* What you have to do:
Copy the entire listing below word for word, leaving nothing out.

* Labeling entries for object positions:
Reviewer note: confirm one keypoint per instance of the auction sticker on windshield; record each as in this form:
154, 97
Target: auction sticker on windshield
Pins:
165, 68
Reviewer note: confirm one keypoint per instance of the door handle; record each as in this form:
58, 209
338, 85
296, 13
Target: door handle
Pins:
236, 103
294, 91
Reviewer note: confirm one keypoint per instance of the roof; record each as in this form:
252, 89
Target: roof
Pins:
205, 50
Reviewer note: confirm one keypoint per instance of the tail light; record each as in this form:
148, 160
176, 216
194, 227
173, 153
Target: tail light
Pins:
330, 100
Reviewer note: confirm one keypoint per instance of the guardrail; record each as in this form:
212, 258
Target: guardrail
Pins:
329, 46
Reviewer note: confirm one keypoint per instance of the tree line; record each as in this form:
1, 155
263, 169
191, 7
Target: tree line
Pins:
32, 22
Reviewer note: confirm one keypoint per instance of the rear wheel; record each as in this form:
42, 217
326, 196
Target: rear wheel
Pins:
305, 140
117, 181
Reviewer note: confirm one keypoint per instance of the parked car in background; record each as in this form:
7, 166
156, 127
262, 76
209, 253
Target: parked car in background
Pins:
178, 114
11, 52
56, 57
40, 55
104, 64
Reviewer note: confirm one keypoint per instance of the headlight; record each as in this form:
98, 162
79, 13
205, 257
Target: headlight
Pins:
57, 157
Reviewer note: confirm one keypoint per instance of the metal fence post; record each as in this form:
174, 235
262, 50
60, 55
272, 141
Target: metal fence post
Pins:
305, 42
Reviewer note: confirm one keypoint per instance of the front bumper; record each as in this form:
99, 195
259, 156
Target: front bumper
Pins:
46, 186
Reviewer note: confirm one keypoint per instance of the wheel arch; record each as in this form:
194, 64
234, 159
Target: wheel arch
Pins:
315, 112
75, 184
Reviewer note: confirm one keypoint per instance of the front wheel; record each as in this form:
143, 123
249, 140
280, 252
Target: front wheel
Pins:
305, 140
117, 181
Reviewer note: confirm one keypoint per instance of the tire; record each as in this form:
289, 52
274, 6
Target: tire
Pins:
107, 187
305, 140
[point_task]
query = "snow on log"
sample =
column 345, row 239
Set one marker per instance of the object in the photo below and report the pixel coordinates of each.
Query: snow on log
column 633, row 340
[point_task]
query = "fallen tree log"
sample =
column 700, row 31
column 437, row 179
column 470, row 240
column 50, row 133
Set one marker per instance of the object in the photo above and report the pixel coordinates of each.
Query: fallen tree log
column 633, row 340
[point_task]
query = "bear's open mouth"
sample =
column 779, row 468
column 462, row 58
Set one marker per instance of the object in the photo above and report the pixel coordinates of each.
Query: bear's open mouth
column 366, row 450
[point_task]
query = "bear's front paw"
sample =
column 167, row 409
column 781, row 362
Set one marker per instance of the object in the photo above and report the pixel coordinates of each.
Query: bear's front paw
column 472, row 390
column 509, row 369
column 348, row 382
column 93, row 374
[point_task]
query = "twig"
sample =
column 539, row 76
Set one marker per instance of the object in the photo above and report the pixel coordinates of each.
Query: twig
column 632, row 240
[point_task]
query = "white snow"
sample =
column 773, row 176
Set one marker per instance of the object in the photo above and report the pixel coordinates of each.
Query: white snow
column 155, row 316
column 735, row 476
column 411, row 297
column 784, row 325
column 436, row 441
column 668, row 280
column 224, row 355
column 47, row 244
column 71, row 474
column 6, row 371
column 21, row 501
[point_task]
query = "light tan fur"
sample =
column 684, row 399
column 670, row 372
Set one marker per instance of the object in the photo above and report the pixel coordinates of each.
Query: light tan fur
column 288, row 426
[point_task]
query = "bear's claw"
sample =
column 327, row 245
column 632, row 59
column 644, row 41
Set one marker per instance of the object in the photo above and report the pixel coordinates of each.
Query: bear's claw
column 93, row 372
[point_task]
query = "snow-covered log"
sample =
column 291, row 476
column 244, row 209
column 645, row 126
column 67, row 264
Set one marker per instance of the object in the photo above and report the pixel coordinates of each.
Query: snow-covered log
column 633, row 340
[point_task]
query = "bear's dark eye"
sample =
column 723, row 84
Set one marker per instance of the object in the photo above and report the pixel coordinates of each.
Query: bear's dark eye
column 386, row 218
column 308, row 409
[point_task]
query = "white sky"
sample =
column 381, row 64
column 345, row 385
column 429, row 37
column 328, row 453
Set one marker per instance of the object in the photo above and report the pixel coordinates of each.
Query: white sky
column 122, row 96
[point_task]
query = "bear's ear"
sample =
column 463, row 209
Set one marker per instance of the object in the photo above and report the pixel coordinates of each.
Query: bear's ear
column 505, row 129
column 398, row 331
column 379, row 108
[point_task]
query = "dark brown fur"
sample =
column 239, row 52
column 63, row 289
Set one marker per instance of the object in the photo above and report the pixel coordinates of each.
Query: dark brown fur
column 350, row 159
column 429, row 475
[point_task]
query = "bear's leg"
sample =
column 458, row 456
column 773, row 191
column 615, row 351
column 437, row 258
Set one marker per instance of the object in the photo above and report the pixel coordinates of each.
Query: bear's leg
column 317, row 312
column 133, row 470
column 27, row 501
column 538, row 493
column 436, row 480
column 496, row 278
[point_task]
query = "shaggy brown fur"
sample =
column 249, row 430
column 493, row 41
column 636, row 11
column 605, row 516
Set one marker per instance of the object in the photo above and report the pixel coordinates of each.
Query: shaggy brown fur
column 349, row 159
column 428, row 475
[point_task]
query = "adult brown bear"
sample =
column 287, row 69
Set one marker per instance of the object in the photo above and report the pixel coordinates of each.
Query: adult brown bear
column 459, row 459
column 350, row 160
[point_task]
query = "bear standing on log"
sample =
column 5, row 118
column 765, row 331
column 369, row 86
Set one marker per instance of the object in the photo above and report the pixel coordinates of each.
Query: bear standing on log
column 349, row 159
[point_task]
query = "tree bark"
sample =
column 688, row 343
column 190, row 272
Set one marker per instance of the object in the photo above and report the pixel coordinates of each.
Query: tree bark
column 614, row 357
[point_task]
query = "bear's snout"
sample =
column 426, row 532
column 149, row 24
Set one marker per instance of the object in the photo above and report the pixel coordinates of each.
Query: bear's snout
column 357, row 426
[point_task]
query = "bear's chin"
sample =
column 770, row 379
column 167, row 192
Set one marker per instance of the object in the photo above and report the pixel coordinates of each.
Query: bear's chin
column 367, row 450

* Solution for this problem:
Reviewer note: confirm one keypoint per instance of the auction sticker on windshield; record each as in this form:
154, 97
Target: auction sticker on windshield
Pins:
165, 68
Reviewer note: confirm one keypoint per instance of the door handle; record each as in this form:
58, 209
338, 85
296, 13
Target: door handle
Pins:
236, 103
294, 91
Reviewer note: confirm one keypoint per instance of the roof; record each as in this form:
252, 89
Target: roof
Pins:
205, 50
Reviewer note: confirm one keypoint per instance of the tail light; record each as in this form:
148, 160
176, 216
194, 227
173, 153
Target: tail light
Pins:
330, 100
Reviewer note: confirm one keypoint per instance of the guardrail; record each as in this form:
212, 258
Target: guardrail
Pins:
329, 46
Reviewer note: confirm one keypoint per instance of the tree line; record each as in this form:
1, 155
263, 169
191, 7
Target: tree line
Pins:
32, 22
Reviewer note: confirm one keypoint per instance of the rear wheel; record each as in this form:
42, 217
326, 196
Target: rear wheel
Pins:
305, 140
117, 181
Reviewer note: confirm one keypoint per instance of the parked car in background; record each as in this form:
7, 166
156, 127
262, 76
209, 253
Target: parked car in background
Pins:
178, 114
11, 52
56, 57
40, 55
104, 64
Reviewer note: confirm one keypoint per instance of the headlight; record each as in this form:
98, 162
79, 13
205, 257
Target: headlight
Pins:
57, 157
Reviewer note: confirm one keypoint per instance of the metal fence post; record each as in this form:
174, 235
262, 50
60, 55
272, 141
Target: metal fence post
Pins:
305, 42
Reviewer note: confirm one keypoint per instance of the front bumper; record each as in this form:
99, 195
259, 156
Target: front bumper
Pins:
46, 186
Reviewer note: confirm one keypoint per instance of the wheel arch; record each as in this form:
194, 64
234, 159
Target: wheel arch
Pins:
315, 112
75, 184
Reviewer note: confirm one keypoint per instance of the front wheel; record each as in this form:
143, 123
249, 140
280, 252
Target: front wheel
Pins:
305, 140
117, 181
Reviewer note: confirm one keypoint per instance of the tire; record each as in this form:
289, 52
274, 6
Target: tire
Pins:
107, 187
305, 140
[point_task]
query = "snow on log"
sample =
column 345, row 239
Set one marker per instance of the object in the photo below and report the pixel coordinates of each.
Query: snow on log
column 633, row 340
[point_task]
query = "fallen tree log"
sample =
column 700, row 31
column 437, row 179
column 470, row 240
column 50, row 133
Set one marker per instance of the object in the photo above and report the pixel coordinates of each.
Query: fallen tree log
column 633, row 340
[point_task]
query = "bear's open mouth"
sample =
column 779, row 468
column 462, row 58
Set one marker per instance of the object in the photo above and report the pixel coordinates of each.
Query: bear's open mouth
column 366, row 450
[point_task]
query = "bear's front paw"
sample =
column 167, row 409
column 781, row 362
Set one marker per instance of the object in the photo above and report the pixel coordinates of each.
Query: bear's front paw
column 472, row 390
column 509, row 369
column 348, row 382
column 93, row 374
[point_task]
query = "twig"
sample =
column 539, row 76
Set one marker per instance of the object in the photo above and report the pixel coordinates of each.
Query: twig
column 632, row 240
[point_task]
query = "white snow"
sample =
column 773, row 176
Set one marker per instance of the object in the photo above and report the pixel coordinates of each.
Query: white snow
column 155, row 316
column 735, row 476
column 411, row 297
column 784, row 325
column 436, row 441
column 668, row 280
column 224, row 355
column 47, row 244
column 71, row 474
column 6, row 371
column 21, row 501
[point_task]
query = "light tan fur"
sample =
column 684, row 399
column 670, row 372
Set one marker per instance of the object in the photo above and report the pixel coordinates of each.
Query: light tan fur
column 288, row 426
[point_task]
query = "bear's claw"
sample =
column 327, row 245
column 632, row 59
column 644, row 41
Set one marker per instance of the object in the photo above and report the pixel coordinates of each.
Query: bear's claw
column 93, row 372
[point_task]
query = "snow-covered log"
sample =
column 291, row 476
column 244, row 209
column 645, row 126
column 67, row 264
Set one marker per instance of the object in the photo above and report the pixel coordinates of each.
Query: snow-covered log
column 633, row 340
[point_task]
query = "bear's dark eye"
sample =
column 723, row 84
Set one marker per instance of the object in the photo above and report the pixel coordinates of each.
Query: bear's dark eye
column 386, row 218
column 308, row 409
[point_task]
query = "white sky"
sample =
column 381, row 64
column 345, row 385
column 429, row 37
column 328, row 453
Set one marker per instance of the object in the photo above and report the pixel coordinates of each.
Query: white sky
column 122, row 96
[point_task]
query = "bear's ear"
sample =
column 463, row 209
Set one marker per instance of the object in the photo above and report the pixel coordinates of each.
Query: bear's ear
column 505, row 129
column 398, row 331
column 379, row 108
[point_task]
query = "dark brown fur"
sample =
column 239, row 52
column 63, row 289
Set one marker per instance of the object in the photo above and report the pixel coordinates of each.
Query: dark brown fur
column 350, row 159
column 429, row 475
[point_task]
query = "bear's leg"
sample =
column 458, row 456
column 773, row 191
column 615, row 351
column 437, row 258
Set one marker per instance of the object in the photo above and report the pixel coordinates of each.
Query: bear's leg
column 317, row 312
column 133, row 470
column 27, row 501
column 538, row 493
column 436, row 480
column 496, row 278
[point_task]
query = "shaggy brown fur"
sample =
column 249, row 430
column 493, row 41
column 636, row 11
column 605, row 516
Set one marker per instance of the object in the photo above and report the pixel coordinates of each.
Query: shaggy brown fur
column 349, row 159
column 428, row 475
[point_task]
query = "adult brown bear"
sample =
column 287, row 69
Set one marker per instance of the object in the photo above and report the pixel coordinates of each.
Query: adult brown bear
column 459, row 459
column 350, row 160
[point_task]
query = "bear standing on log"
sample =
column 5, row 118
column 765, row 331
column 369, row 86
Set one marker per instance of the object in the photo above and report the pixel coordinates of each.
Query: bear standing on log
column 349, row 159
[point_task]
query = "tree bark"
sample =
column 688, row 343
column 190, row 272
Set one marker per instance of the object in the photo above and report the pixel coordinates of each.
Query: tree bark
column 614, row 357
[point_task]
query = "bear's snout"
sample =
column 426, row 532
column 149, row 24
Set one marker per instance of the object in the photo above and report the pixel coordinates of each.
Query: bear's snout
column 357, row 426
[point_task]
query = "bear's chin"
sample =
column 770, row 379
column 167, row 192
Set one marker per instance of the object in the photo above and report the pixel coordinates of each.
Query: bear's chin
column 367, row 450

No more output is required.